[READING PASSAGE Boundary: Start]

MIPS, China's Loongson CPU Are Both Going All-in on RISC-V | cross pond high tech | Scoop.it

RISC-V is having itself a moment.

What began as an effort to produce an open-source ISA for low-end microcontrollers and other simple kinds of chips is becoming a genuine ecosystem. RISC-V CPUs still can’t challenge the likes of a Cortex-A76 or x86 CPU, but they’re creeping up the performance charts. Two recent developments could give the project a further boost: First, MIPS (formerly Wave Computing) has announced it will begin developing its own RISC-V CPUs. Second, China’s new Loongson CPU, based on the MIPS64 architecture, may be looking for a new ISA.

 

Wave Computing was an AI company developing around a MIPS architecture that eventually bought MIPS Technologies itself before collapsing into bankruptcy. In the aftermath, Wave announced it would rebrand as MIPS. Back in the 1980s and early 1990s, MIPS Technologies (not just MIPS) was a RISC CPU developer who found success in the 1980s before being acquired by SGI in the early 1990s. SGI eventually decided to go with the then-upcoming Itanium in lieu of continuing to develop its own in-house CPUs, so MIPS was reborn as a tech licensing company.

 

MIPS enjoyed a bit of a run very early in the history of Android, but ARM’s growing hegemony drove it from the marketplace. Since then, we haven’t heard much about the ISA. It’s a little odd for Wave Computing to rebrand as MIPS, then declare it was building a new RISC-V CPU, but that’s what the company has done.

 

“Going forward, the restructured business will be known as MIPS, reflecting the company’s strategic focus on the groundbreaking RISC-based processor architectures which were originally developed by MIPS,” a company statement read. “MIPS is developing a new industry-leading standards-based 8th generation architecture, which will be based on the open-source RISC-V processor standard.”

 

As for the Loongson, we’ve talked about this CPU family before. Loongson is one of China’s homegrown CPU efforts and is built around MIPS64. The current iteration of the core is known as the Loongson 3B4000 and is reportedly clocked between 1.8GHz – 2GHz. It offers four cores and is built on a 28nm process. It’s said to offer a 128KB L1 split into 64KB L1i and 64KB L1d, and 256KB of L2 cache per core. There’s an 8MB L3 presumably shared between all cores.

[READING PASSAGE Boundary: End]

REQUIRED TASKS:
[1] In the rows below, write out each line from the first one through the line containing "box: [3, 0, 300, 53]", and include that line.
[2] Continue the article about MIPS and Loongson moving to RISC-V from the point where it stops.

[INFORMATION GIVEN Boundary: Start]

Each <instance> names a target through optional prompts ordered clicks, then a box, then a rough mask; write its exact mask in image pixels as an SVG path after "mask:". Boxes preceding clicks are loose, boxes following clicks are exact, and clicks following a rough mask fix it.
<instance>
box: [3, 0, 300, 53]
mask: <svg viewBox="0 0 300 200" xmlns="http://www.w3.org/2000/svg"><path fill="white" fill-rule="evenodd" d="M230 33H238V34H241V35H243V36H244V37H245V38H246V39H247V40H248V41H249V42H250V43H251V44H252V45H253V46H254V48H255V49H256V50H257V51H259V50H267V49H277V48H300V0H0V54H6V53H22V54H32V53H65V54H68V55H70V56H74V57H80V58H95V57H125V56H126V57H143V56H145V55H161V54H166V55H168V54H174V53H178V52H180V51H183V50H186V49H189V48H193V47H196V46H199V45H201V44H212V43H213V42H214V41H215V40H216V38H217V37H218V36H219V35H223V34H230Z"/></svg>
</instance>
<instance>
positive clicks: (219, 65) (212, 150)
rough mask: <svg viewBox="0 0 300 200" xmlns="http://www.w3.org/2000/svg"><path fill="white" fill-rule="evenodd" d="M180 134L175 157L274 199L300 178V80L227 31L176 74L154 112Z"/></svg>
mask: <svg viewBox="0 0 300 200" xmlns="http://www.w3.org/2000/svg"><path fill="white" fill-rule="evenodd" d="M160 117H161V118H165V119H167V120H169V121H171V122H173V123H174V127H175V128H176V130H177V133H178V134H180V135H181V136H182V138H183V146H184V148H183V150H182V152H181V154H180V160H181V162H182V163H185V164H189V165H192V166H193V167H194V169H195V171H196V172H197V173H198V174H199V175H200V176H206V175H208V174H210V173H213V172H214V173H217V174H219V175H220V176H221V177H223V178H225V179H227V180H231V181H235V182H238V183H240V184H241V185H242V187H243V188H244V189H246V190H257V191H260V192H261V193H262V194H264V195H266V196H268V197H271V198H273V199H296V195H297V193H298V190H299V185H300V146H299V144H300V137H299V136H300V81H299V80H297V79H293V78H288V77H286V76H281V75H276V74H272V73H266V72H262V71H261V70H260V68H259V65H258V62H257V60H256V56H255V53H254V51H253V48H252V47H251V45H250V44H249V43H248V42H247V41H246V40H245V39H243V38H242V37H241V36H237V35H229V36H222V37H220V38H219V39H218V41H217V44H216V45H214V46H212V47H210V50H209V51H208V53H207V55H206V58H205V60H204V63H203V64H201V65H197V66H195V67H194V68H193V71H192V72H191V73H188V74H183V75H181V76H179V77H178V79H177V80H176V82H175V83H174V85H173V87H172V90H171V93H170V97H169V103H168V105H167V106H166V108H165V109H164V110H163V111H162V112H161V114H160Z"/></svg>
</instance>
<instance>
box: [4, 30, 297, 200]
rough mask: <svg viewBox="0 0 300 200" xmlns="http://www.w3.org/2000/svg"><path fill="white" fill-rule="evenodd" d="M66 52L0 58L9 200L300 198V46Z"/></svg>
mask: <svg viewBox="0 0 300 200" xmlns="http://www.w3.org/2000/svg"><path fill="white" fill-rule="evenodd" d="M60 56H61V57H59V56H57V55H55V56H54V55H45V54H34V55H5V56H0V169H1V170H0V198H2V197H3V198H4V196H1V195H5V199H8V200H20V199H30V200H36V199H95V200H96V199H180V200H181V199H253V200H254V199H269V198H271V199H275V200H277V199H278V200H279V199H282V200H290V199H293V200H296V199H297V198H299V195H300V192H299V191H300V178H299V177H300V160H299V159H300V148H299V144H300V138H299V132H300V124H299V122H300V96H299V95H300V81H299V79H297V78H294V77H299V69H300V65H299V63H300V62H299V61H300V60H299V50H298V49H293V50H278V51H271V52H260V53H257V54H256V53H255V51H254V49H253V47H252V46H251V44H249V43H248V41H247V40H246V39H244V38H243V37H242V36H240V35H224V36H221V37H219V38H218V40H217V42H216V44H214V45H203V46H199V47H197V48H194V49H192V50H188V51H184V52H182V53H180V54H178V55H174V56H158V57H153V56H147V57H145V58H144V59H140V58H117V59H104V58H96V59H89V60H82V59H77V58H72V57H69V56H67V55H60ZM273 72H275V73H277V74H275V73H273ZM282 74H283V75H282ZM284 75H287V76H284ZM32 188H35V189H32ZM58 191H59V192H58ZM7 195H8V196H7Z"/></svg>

[INFORMATION GIVEN Boundary: End]

YOUR RESPONSES:
[1]
Each <instance> names a target through optional prompts ordered clicks, then a box, then a rough mask; write its exact mask in image pixels as an SVG path after "mask:". Boxes preceding clicks are loose, boxes following clicks are exact, and clicks following a rough mask fix it.
<instance>
box: [3, 0, 300, 53]

[2]
 

The next iteration of the Loongson 5000 series, set to launch this year, will be the last variant of the CPU family to support the MIPS64 architecture. The Loongson 3A5000 is a quad-core chip for client PCs and the Loongson 3C5000 features up to 16 cores and is intended for servers. Both are expected to be fabbed at TSMC on a 12nm process node. THG reports that the chips are based on an internal architecture that’s fully MIPS64 compatible, with larger caches and a new memory controller.

 

Loongson’s executives have stated they are “looking forward to join the open-source instruction consortium,” which is being interpreted to mean that China intends to shift to RISC-V in the future.

 

The timing of these announcements probably isn’t coincidental. CIP United, a Chinese company, controls all MIPS licensing rights in China, Hong Kong, and Macau. It takes a few years to design a new CPU, which is why the Loongson project isn’t moving to RISC-V right away. If the Loongson 5000 family launches in 2021, we could reasonably expect to see the RISC-V-based follow-up in 2023 – 2024.

 

We’re still a few years away from RISC-V CPUs that can stand up to ARM or x86 cores, performance-wise, but there’s been a lot of interesting activity in this space the past few years. China is said to be ramping its efforts to create a semiconductor ecosystem that doesn’t depend on the United States. The country may feel that the open-source nature of the RISC-V ISA offers it the best chance to develop a CPU core that can’t be interdicted.

Philippe J DEWOST's insight:

Intéressant développement en Chine pour l'architecture Risc-V, sur laquelle se penche notamment Loogson, certes inconnu en Europe, mais qui est au cœur des derniers supercalculateurs de l'Empire du Milieu.

 

Même si les performances ne sont pas encore au niveau d'ARM ou d'Intel, elles progressent très rapidement notamment en raison de la communauté Open Source qui développe cette architecture autour d'un jeu d'instructions libre.

 

Il est plausible que la Chine intensifie ses efforts dans ce domaine en vue de créer un écosystème de microprocesseurs totalement indépendant des Etats-Unis et non plus seulement d'Intel. Un cœur de processeur utilisant un pareil jeu d'instructions ne pourrait en effet être facilement interdit d'import/export.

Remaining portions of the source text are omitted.